§ **Description of the task**
Give back, unchanged, each line from the one containing "Could you put a marker on the green jersey" through the last line of the entries below.

** START OF Input for this task **

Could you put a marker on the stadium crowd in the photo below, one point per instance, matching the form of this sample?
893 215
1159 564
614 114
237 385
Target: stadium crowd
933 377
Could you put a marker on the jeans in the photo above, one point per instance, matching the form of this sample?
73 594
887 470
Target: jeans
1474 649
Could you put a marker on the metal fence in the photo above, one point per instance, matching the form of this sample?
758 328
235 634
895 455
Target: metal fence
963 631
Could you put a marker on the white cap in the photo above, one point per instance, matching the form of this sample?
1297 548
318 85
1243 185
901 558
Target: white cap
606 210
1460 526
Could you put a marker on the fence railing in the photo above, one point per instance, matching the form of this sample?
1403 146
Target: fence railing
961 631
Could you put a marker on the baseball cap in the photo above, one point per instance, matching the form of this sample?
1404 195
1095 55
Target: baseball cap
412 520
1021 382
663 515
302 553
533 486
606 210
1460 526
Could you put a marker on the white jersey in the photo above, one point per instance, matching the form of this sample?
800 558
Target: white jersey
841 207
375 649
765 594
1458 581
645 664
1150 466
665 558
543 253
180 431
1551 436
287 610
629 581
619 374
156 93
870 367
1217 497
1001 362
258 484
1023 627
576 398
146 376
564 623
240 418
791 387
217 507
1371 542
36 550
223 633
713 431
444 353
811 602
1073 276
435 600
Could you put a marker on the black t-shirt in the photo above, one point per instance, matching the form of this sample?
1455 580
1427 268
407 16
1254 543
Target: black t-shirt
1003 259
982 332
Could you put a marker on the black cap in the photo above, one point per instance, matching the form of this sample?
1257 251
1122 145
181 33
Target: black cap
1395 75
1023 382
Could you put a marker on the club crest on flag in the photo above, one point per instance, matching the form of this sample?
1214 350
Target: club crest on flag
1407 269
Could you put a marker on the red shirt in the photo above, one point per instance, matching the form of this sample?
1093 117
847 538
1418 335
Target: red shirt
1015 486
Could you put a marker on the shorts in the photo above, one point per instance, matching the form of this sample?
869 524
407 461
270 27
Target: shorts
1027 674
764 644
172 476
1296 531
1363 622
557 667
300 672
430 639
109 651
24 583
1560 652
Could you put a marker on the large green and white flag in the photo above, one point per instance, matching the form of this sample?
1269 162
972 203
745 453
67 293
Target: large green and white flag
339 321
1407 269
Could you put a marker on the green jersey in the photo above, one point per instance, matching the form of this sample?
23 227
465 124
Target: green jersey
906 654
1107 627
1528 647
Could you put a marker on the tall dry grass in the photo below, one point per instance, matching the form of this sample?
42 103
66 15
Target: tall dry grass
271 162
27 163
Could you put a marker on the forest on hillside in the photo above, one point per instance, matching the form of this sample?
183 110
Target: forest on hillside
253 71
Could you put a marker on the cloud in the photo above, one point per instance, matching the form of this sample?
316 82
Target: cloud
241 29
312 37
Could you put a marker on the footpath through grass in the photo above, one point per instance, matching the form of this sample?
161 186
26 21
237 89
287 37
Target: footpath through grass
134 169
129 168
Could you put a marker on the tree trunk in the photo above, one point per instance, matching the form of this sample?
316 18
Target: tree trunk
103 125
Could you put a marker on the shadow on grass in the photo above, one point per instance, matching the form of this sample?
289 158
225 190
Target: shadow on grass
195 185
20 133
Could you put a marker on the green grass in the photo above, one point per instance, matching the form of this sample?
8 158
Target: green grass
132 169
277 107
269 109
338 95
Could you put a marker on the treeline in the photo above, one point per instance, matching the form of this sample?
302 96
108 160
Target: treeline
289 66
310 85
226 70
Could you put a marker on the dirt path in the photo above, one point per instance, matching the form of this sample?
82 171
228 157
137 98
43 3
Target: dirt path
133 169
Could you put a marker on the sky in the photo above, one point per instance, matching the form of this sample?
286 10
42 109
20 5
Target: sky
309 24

** END OF Input for this task **

§ **Solution**
Could you put a marker on the green jersey in the photo above, one point per instance, matching the form of this sample?
23 227
465 124
Target: green jersey
906 654
1107 627
1528 647
Could you put a marker on the tall dry grass in the photo below, one point per instance, matching the form of this sample?
42 103
66 15
Target: tall dry grass
271 162
27 163
Could you put a marker on the forest on hillside in the photo above, one point per instance, matching the form of this sample?
183 110
Target: forest on hillside
253 71
Could you put a marker on the cloud in the photo above, one point per instance, matching the form of this sample?
316 82
Target: cloud
241 29
312 37
Could you put a marker on the footpath through grass in the photo above, one point per instance, matching the form of this sample?
161 186
26 21
237 89
287 37
Target: footpath through grass
134 169
129 168
Could you put a marker on the tree trunk in the photo above, one point per instance, matching the form of this sample?
316 18
Target: tree trunk
103 125
Could you put a marker on the shadow on grass in the photo above, one point per instance, matching the form of this sample?
289 158
225 190
Target: shadow on grass
195 185
20 133
Could you put a marker on the green grass in the photo above, one point per instance, matching the form of this sample?
8 158
Target: green grass
132 169
277 107
269 109
338 95
Could you put a marker on the treeline in the photo above, one point per instance, matching the form of this sample?
302 96
108 160
Target: treeline
289 66
310 85
226 70
Could you put a marker on the dirt path in the photo above, one point per instance, matching the form of this sample?
82 171
228 157
137 98
43 3
Target: dirt path
133 169
Could you put a marker on the sky in the photo above, one point per instance, matching the form of this sample?
286 10
42 109
20 5
Target: sky
309 24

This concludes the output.